▸ **The problem**: State only how many lines in the entries below contain the string "grey". Case counts.

▸ **Pointing entries**:
====
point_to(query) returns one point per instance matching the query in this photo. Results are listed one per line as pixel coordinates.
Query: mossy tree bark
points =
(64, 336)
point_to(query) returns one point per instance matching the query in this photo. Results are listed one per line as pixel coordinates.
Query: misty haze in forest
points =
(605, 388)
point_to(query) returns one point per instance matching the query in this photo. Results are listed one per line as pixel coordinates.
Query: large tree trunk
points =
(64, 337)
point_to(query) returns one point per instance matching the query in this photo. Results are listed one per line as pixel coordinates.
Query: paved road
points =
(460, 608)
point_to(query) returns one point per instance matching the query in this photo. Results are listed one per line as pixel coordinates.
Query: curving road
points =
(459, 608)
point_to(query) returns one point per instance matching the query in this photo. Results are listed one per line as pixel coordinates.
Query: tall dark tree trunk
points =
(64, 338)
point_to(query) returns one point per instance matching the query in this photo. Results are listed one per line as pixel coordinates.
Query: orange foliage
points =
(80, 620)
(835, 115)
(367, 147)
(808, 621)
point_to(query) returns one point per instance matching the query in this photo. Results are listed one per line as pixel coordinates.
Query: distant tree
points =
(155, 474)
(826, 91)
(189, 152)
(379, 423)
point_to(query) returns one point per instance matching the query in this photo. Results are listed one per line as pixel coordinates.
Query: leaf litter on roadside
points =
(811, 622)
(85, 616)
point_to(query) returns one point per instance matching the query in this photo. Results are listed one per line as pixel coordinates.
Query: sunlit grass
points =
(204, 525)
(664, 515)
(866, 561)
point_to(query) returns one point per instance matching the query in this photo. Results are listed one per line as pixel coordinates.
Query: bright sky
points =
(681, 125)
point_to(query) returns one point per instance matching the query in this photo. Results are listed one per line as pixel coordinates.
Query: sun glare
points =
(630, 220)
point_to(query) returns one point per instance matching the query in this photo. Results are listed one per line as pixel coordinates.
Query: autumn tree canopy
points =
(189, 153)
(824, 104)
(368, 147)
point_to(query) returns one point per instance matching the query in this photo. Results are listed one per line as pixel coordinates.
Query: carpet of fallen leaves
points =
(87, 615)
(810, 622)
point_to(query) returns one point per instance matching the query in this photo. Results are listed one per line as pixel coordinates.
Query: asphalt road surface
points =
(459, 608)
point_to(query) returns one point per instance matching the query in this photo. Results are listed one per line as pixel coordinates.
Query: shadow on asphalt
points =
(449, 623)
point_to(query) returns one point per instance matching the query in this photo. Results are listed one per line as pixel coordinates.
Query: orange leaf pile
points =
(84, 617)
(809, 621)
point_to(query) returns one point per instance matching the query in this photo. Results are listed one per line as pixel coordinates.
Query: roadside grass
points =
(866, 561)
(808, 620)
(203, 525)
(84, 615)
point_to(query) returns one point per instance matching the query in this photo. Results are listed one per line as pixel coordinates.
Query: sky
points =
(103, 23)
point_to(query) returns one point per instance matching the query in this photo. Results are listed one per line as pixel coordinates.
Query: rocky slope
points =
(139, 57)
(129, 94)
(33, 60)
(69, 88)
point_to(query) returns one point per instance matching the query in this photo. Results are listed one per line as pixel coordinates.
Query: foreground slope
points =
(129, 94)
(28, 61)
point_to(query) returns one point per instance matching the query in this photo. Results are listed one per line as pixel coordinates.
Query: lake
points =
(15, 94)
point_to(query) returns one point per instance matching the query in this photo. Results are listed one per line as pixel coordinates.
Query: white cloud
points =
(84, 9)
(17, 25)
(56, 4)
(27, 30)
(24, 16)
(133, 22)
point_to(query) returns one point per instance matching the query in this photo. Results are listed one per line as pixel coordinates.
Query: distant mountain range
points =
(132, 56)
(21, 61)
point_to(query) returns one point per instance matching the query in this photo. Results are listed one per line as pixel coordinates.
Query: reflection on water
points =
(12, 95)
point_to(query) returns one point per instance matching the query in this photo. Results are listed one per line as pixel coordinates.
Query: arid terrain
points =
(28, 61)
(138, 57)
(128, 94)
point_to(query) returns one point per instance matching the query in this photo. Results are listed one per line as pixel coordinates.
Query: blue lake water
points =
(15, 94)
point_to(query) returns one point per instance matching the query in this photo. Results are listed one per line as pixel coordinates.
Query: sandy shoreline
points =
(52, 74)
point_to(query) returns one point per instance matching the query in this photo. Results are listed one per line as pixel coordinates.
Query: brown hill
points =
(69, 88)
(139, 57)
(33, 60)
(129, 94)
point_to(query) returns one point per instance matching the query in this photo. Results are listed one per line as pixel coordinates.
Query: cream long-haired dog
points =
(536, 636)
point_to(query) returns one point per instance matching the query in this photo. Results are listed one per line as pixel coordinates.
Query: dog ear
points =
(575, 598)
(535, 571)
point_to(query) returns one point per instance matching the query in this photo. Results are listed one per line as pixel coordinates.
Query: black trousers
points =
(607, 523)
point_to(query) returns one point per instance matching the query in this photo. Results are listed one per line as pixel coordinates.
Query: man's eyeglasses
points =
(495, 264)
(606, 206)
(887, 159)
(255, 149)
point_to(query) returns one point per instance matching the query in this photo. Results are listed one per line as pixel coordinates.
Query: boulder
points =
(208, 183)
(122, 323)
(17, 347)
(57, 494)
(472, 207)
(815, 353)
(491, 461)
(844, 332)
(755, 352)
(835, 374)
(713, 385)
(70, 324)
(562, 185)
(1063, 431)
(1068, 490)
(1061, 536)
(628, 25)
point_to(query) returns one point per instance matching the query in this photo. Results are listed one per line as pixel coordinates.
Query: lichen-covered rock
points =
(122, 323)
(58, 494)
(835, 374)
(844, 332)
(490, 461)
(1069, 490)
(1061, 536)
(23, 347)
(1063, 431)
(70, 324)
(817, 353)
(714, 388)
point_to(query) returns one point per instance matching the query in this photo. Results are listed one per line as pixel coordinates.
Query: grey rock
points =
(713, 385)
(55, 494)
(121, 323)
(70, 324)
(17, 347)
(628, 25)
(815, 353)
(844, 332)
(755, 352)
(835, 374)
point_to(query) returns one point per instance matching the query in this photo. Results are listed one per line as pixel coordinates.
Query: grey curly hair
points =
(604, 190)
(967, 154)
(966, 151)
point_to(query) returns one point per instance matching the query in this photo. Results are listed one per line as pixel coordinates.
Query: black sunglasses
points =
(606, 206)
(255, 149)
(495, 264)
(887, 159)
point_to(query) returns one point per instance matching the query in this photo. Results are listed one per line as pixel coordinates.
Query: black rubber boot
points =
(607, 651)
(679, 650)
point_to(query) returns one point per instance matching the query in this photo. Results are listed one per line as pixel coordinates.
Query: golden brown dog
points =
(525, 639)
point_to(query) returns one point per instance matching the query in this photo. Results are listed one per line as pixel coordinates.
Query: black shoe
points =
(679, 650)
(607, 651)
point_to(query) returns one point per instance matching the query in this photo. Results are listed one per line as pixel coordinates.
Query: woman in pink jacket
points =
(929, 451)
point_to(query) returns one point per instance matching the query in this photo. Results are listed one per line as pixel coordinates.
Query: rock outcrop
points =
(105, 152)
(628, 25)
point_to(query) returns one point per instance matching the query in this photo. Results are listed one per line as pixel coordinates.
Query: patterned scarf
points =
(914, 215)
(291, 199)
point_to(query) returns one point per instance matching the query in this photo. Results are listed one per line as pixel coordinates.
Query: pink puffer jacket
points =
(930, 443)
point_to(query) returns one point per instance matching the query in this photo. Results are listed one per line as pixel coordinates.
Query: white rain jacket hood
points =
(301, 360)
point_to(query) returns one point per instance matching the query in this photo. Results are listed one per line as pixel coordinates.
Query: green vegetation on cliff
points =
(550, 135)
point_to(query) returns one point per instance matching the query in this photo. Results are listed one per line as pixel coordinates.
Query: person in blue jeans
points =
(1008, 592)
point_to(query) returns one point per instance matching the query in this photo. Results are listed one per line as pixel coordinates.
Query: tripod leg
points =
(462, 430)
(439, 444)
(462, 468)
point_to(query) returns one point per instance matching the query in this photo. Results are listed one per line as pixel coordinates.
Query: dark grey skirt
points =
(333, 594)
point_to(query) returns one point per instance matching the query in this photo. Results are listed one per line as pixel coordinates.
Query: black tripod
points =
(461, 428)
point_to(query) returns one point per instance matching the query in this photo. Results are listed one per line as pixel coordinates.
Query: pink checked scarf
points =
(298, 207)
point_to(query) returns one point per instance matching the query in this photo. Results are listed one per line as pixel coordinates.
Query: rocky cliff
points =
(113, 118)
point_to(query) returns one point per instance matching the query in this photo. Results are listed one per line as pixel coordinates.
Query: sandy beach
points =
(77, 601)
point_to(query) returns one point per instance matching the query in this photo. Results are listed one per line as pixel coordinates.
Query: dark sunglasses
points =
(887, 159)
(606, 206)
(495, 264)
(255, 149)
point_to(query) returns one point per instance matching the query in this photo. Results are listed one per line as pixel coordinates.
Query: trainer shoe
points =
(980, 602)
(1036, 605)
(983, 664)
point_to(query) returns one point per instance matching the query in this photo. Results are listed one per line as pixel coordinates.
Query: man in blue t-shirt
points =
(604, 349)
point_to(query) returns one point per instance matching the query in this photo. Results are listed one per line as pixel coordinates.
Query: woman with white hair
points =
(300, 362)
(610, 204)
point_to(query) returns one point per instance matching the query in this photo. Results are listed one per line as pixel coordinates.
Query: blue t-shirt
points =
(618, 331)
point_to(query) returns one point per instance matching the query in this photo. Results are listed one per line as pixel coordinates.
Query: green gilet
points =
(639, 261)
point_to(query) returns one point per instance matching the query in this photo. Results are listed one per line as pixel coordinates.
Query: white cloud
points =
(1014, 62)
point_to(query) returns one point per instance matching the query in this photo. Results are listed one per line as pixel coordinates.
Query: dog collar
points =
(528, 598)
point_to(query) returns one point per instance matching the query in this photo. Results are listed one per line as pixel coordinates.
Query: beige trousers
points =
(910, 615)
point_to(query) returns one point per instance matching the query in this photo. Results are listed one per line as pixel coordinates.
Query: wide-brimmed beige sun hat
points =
====
▸ **Solution to the exercise**: 3